#### DOCUMENT PASSAGE

Most of the Affordable Care Act won’t take effect for a few years — and if court rulings and the 2012 elections go a certain way, it may not take effect at all — but there’s already evidence that the reform law is working.
The Center on Budget and Policy Priorities’ Bob Greenstein, for example, scrutinized the latest Census Bureau data yesterday, and noticed that as poverty gets worse, the number of Americans without health insurance continues to climb. But there’s a silver lining:
[T]he new data suggest that the health reform law may already be having a positive effect on coverage; the requirement that health insurers cover adult dependent children up to age 26 likely contributed to the significant reduction in the number and percentage of young adults age 19-25 without health insurance between 2009 and 2010. This is the only age group of non-elderly adults for which the percentage without insurance declined between 2009 and 2010.
This is no small development. As economic conditions remain weak, more and more Americans are losing health care coverage, but for one group of people — young adults between 19 and 25 — access is suddenly improving. Coverage got worse for everyone, but got better for these younger Americans.
The direct cause is unclear, but it certainly appears that this shift isn’t a coincidence. The Affordable Care Act, over Republican objections, mandates that young adults can stay on their family plans until their 26th birthday. It’s one of the key measures that took effect almost immediately, and as the Census Bureau’s report strongly suggests, it’s already having a positive effect.

########

▶ **WORK REQUEST**: Please continue the passage on the health reform law's early effect on young adults' coverage, picking up after its final sentence.

#### PROVIDED DATA

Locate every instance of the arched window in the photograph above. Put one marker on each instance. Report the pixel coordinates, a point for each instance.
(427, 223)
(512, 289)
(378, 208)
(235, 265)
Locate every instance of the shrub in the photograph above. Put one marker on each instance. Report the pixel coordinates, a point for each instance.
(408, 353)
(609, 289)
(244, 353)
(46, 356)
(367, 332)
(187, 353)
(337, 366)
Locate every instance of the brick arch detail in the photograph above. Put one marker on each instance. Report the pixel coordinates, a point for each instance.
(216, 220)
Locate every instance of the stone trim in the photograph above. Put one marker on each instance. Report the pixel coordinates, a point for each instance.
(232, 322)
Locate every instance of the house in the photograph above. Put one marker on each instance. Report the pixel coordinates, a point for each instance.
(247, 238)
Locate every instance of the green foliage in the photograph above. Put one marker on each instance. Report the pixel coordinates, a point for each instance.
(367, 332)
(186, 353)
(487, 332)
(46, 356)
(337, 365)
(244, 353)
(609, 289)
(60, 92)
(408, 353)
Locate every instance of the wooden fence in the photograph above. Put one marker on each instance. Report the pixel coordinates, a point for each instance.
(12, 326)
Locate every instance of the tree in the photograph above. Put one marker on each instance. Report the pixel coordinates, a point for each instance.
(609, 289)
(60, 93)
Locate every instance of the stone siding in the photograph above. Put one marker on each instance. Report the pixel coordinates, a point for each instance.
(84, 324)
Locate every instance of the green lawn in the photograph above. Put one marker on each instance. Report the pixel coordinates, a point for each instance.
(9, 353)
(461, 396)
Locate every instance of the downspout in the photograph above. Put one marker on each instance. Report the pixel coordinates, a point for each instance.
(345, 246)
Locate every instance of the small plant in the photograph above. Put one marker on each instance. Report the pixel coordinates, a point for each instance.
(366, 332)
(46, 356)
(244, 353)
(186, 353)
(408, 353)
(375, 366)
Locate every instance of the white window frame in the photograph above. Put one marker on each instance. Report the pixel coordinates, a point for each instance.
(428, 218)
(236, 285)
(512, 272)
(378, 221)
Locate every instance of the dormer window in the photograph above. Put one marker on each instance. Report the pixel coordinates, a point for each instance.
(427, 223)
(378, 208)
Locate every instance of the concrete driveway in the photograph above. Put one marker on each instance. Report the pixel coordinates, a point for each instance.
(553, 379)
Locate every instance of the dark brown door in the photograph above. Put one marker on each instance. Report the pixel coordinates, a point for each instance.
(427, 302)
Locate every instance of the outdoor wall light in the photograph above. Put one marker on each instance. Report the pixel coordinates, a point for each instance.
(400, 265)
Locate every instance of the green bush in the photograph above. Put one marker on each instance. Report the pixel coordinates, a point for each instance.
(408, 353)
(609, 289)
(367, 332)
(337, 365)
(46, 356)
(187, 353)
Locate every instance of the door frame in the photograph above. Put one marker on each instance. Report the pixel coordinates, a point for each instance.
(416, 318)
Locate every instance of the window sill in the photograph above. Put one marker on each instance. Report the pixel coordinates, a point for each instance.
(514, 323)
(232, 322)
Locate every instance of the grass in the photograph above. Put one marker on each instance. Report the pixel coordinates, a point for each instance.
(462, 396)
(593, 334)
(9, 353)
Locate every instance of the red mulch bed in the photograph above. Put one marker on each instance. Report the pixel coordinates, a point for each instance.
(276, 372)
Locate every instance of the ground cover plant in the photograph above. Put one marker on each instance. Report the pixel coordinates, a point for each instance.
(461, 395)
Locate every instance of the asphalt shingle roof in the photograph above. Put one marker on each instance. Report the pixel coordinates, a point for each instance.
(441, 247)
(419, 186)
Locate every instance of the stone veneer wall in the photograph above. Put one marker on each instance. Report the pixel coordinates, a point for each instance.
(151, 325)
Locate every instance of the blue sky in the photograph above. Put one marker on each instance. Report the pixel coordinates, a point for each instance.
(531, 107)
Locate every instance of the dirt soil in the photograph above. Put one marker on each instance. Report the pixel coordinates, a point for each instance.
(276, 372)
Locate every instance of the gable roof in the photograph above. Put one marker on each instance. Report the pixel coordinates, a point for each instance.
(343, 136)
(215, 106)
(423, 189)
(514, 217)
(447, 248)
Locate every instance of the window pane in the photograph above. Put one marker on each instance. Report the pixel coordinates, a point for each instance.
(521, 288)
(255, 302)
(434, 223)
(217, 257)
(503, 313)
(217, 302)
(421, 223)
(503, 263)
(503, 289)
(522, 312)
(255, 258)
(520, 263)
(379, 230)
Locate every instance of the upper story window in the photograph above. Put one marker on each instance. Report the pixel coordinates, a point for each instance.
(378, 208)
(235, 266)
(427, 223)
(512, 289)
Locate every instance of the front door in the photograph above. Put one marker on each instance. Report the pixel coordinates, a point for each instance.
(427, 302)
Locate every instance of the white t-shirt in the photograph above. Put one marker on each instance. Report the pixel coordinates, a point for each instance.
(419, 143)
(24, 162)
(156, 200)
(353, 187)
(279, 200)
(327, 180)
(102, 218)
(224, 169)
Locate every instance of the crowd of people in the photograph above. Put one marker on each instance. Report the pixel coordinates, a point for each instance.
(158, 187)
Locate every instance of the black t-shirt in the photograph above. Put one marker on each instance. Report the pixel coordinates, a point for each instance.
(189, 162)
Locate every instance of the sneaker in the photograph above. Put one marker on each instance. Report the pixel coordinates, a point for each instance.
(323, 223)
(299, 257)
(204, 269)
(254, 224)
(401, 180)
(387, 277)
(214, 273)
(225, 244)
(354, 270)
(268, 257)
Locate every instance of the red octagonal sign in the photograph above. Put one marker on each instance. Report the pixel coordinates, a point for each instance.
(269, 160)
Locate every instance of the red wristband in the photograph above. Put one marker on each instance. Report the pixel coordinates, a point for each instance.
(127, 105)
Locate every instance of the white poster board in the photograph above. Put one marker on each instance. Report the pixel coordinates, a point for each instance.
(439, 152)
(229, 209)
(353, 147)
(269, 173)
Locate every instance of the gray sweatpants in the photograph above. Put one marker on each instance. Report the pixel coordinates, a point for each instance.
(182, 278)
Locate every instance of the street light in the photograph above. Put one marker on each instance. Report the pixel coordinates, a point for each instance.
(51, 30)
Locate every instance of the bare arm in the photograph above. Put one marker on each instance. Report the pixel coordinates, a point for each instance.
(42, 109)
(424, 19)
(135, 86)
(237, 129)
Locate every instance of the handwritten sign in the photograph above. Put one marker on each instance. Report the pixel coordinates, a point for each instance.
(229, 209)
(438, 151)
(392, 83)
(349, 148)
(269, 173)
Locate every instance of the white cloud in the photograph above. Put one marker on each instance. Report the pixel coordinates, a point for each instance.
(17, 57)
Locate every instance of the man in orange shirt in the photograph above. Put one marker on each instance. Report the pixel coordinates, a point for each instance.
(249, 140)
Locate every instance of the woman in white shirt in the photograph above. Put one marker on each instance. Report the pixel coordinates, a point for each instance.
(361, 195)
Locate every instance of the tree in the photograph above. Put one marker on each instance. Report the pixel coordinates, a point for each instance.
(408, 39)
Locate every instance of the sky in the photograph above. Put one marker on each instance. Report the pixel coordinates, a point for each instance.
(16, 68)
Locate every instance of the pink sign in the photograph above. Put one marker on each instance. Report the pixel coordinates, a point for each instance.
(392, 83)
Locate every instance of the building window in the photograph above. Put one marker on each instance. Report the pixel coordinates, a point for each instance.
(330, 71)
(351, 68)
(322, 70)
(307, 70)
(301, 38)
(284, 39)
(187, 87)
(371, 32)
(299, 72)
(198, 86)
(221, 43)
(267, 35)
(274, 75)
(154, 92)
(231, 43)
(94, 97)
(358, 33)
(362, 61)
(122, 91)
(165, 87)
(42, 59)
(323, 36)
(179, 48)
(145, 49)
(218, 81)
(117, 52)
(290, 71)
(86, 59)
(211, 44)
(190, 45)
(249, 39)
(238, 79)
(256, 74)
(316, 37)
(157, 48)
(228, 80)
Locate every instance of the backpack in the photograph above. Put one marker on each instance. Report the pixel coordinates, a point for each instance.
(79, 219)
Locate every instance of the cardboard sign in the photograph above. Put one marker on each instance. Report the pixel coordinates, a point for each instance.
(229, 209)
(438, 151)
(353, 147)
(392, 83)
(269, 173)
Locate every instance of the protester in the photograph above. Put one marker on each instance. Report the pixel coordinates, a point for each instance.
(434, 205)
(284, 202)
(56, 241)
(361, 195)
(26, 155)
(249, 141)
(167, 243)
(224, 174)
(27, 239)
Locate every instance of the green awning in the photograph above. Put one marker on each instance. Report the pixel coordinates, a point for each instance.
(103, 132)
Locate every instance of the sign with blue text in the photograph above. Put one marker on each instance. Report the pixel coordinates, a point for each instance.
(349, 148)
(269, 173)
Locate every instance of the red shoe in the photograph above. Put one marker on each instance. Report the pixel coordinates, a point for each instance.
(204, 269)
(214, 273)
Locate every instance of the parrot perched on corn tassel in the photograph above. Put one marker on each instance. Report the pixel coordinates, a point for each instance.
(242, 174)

########

▶ **RESPONSE TO THIS TASK**:
For most reasonable people, this is pretty terrific news.
What’s more, let’s also not forget that this isn’t the first sign of Affordable Care Act efficacy. A few weeks ago, we learned that the health care reform law is also having a positive impact on slowing the growth in Medicare spending — a priority Republicans pretend to care about — as hospitals transition to a greater focus on value and efficiency, required under the ACA.
And just yesterday, CBO Director Doug Elmendorf agreed that new law is slowing down Medicare costs, and went on to explain to lawmakers that reform won’t cause private employers to drop coverage for its employees once implemented.
I know the right doesn’t want to hear this, but all available evidence suggests the Affordable Care Act is already working.